Text shown:
□ □ □ □

Uganda on Wednesday declared the end of a nearly four-month Ebola outbreak that it briefly struggled to contain but was then able to swiftly bring under control despite the absence of a proven vaccine against the viral strain in question.
“We have successfully controlled the spread of Ebola in Uganda,” Health Minister Jane Ruth Aceng said during a ceremony to mark the outbreak’s end.
Aceng said this was Uganda’s eighth Ebola outbreak since 2000, when the country recorded its first and most deadly one that killed more than half of the 425 people it infected.
The latest outbreak killed 55 of the 143 people infected since September, according to health ministry figures. Six of the fatalities were health workers.
Wednesday’s declaration followed Uganda’s completion of 42 days with no active cases, which represents two full incubation periods of the virus.
In the early weeks of the outbreak, cases spread beyond the epicentre of Mubende, 150 km (90 miles) west of the capital Kampala, to several other districts, including Kampala.

□ □ □ □

Extracted information:
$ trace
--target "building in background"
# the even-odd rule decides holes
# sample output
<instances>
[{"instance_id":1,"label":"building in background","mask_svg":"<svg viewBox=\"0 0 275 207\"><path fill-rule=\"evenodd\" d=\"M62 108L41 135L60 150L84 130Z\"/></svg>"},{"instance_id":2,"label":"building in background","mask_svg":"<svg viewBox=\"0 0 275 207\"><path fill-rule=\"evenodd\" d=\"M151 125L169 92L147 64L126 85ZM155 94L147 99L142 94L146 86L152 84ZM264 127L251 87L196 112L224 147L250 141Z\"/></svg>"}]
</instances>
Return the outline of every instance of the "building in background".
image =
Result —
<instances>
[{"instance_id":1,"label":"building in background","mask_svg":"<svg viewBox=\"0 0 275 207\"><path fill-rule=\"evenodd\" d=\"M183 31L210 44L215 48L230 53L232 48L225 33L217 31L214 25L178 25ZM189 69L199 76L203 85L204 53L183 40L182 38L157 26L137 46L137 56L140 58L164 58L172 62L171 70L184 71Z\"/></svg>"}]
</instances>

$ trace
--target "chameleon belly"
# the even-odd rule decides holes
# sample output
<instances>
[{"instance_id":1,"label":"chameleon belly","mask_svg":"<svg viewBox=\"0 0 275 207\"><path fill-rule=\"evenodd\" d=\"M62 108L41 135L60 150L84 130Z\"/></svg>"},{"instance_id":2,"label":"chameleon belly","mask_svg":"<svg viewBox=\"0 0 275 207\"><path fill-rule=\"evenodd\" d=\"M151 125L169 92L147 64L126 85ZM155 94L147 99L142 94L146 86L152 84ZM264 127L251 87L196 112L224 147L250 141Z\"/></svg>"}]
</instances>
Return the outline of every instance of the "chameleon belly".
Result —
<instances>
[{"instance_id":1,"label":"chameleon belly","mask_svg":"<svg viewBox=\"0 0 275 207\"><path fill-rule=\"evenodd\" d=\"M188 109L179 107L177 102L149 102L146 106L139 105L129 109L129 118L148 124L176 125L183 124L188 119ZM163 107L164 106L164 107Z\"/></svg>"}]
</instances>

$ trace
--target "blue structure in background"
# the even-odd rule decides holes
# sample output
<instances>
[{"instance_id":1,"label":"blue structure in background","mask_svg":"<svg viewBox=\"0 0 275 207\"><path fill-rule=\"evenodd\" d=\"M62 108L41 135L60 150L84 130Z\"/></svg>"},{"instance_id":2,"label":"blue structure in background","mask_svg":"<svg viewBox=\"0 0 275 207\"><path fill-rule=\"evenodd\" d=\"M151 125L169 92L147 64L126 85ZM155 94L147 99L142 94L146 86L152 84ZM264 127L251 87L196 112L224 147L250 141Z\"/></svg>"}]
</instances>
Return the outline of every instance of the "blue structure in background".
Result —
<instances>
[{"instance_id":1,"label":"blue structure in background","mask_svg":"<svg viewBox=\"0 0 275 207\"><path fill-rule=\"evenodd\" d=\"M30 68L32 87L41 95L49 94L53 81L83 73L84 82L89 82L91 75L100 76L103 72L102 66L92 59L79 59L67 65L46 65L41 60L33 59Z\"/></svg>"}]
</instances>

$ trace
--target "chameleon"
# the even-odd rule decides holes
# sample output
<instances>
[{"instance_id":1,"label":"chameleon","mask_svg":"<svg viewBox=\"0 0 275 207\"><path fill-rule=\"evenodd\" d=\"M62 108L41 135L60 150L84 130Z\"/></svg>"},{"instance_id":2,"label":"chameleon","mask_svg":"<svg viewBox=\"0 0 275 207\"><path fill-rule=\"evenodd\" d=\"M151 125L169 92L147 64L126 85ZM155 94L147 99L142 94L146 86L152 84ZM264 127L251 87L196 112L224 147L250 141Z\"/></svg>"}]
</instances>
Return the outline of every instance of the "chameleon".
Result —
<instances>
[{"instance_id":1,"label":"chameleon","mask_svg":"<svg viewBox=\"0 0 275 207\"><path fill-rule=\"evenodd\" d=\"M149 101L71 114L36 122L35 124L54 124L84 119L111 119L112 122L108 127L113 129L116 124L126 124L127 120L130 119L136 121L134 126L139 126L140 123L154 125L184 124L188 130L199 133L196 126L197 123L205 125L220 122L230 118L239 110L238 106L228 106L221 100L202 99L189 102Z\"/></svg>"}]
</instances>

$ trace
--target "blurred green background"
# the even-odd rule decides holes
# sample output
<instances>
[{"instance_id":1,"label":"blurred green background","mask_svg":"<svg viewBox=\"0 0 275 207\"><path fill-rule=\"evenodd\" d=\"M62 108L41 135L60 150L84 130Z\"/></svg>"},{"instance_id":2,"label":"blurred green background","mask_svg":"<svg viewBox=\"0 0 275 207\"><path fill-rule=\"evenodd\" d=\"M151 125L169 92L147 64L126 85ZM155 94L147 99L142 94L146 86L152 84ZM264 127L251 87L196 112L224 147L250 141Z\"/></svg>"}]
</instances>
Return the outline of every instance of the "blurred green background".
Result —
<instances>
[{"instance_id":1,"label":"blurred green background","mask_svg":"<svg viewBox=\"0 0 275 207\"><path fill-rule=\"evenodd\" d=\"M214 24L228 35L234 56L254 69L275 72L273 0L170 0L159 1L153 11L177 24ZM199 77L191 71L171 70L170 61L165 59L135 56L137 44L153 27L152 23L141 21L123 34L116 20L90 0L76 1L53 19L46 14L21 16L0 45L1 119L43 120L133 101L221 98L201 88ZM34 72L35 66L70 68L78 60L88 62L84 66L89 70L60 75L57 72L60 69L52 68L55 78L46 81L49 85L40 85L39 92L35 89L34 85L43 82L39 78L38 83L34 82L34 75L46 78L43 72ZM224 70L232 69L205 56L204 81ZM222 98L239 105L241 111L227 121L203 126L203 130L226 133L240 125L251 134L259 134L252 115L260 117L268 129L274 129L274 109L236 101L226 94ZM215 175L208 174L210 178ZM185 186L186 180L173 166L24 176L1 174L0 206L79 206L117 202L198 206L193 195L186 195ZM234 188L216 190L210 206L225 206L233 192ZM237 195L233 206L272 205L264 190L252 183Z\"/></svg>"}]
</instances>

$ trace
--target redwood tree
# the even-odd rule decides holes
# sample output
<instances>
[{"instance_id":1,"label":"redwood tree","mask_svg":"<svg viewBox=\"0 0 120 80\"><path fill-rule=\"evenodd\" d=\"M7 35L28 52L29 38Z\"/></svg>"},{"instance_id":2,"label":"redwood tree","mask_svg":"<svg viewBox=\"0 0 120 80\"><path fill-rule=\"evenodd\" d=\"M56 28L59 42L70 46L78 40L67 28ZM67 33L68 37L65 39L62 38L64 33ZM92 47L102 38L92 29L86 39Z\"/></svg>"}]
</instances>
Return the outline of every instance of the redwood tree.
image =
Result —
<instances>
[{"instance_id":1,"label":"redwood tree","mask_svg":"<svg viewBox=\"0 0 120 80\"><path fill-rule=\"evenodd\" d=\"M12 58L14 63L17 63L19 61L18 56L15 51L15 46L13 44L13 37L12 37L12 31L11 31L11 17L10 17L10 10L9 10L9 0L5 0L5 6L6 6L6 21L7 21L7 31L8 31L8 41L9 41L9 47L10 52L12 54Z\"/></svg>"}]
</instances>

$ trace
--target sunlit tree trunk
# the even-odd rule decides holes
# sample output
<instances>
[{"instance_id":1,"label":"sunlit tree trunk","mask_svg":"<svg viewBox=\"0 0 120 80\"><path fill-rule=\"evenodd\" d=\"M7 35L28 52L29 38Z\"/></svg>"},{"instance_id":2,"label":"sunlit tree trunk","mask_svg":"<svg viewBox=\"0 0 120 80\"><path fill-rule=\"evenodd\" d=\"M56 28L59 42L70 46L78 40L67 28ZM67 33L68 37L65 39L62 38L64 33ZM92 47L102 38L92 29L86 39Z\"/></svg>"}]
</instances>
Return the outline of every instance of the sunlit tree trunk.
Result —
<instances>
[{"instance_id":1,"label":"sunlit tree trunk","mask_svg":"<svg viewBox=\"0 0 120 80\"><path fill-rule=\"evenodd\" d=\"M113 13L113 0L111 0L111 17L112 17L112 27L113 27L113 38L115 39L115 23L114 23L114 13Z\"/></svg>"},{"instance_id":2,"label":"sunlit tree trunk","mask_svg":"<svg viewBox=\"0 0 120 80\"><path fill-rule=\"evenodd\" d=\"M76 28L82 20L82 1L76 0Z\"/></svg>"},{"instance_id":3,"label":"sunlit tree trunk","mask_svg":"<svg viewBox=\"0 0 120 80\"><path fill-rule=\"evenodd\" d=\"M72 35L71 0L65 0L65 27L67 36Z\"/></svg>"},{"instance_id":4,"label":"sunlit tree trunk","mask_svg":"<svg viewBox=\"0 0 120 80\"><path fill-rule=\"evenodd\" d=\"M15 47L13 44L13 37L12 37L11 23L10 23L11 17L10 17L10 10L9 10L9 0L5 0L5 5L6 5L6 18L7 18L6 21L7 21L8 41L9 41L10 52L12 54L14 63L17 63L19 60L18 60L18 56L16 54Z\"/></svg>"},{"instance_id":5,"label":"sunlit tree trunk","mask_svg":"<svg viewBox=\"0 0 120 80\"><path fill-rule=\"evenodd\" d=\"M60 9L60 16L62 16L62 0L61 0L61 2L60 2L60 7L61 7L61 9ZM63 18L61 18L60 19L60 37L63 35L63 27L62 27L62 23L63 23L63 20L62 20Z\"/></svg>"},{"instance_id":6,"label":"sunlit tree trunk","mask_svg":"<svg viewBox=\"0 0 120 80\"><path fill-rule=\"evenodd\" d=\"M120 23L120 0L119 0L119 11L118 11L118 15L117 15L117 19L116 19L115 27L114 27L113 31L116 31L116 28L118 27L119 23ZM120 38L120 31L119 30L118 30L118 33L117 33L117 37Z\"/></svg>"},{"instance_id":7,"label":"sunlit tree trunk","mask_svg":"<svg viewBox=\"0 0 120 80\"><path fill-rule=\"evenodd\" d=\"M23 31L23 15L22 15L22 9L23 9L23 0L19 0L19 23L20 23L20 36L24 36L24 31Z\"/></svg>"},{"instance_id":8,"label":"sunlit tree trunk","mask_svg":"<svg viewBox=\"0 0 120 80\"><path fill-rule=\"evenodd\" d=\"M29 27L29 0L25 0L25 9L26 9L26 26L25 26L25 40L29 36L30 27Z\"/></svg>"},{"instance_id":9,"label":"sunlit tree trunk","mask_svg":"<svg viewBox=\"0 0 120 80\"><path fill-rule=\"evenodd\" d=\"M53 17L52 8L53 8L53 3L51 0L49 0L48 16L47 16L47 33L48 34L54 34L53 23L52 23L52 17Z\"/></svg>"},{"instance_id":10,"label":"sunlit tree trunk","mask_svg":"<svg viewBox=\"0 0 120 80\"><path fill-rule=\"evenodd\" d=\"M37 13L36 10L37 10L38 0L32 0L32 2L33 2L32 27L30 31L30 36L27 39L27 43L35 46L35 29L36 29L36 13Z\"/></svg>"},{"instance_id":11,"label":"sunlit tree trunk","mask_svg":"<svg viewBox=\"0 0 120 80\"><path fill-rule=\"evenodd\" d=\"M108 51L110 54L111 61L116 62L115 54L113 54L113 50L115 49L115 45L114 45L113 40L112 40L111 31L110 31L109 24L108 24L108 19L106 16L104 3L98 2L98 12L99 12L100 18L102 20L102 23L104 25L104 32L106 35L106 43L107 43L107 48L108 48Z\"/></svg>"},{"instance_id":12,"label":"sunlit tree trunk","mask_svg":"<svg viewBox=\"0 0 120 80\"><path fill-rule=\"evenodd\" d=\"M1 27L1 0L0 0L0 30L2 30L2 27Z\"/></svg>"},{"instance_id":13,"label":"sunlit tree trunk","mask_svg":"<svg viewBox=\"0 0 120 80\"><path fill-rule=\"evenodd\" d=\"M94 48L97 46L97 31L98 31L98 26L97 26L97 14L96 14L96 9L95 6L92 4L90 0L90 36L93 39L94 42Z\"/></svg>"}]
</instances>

□ □ □ □

What to work on:
Carry on the report about Uganda's Ebola outbreak after its final sentence, the one about cases spreading beyond Mubende. The records have nothing to do with this.

Response to this task:
The director-general of the World Health Organization (WHO), Tedros Adhanom Ghebreyesus, praised Uganda for its response to the virus.
“Uganda has shown that Ebola can be defeated when the whole system works together, from having an alert system in place, to finding and caring for people affected and their contacts, to gaining the full participation of affected communities in the response,” he said in a statement.
Uganda’s President Yoweri Museveni said a two-week delay in declaring the outbreak after the first probable death from Ebola meant “the opportunity for immediate quarantine of contacts was lost”.
But health officials were able to turn the tide on the disease by November after imposing a lockdown on affected districts.
Ebola spreads through contact with the bodily fluids of an infected person and has a fatality rate of about 50%. More than 11,300 people died during the 2013-2016 outbreak in West Africa.
Unlike the more common strain of the virus, Ebola Zaire, which has been behind several recent epidemics in neighbouring Democratic Republic of Congo, the strain behind Uganda’s outbreak, Ebola Sudan, has no proven vaccine.
Even so, experts said Uganda’s experience battling previous outbreaks of Ebola and its viral cousin Marburg helped its response.
Uganda’s speed in ultimately containing cases, however, meant planned trials of vaccine candidates never got off the ground.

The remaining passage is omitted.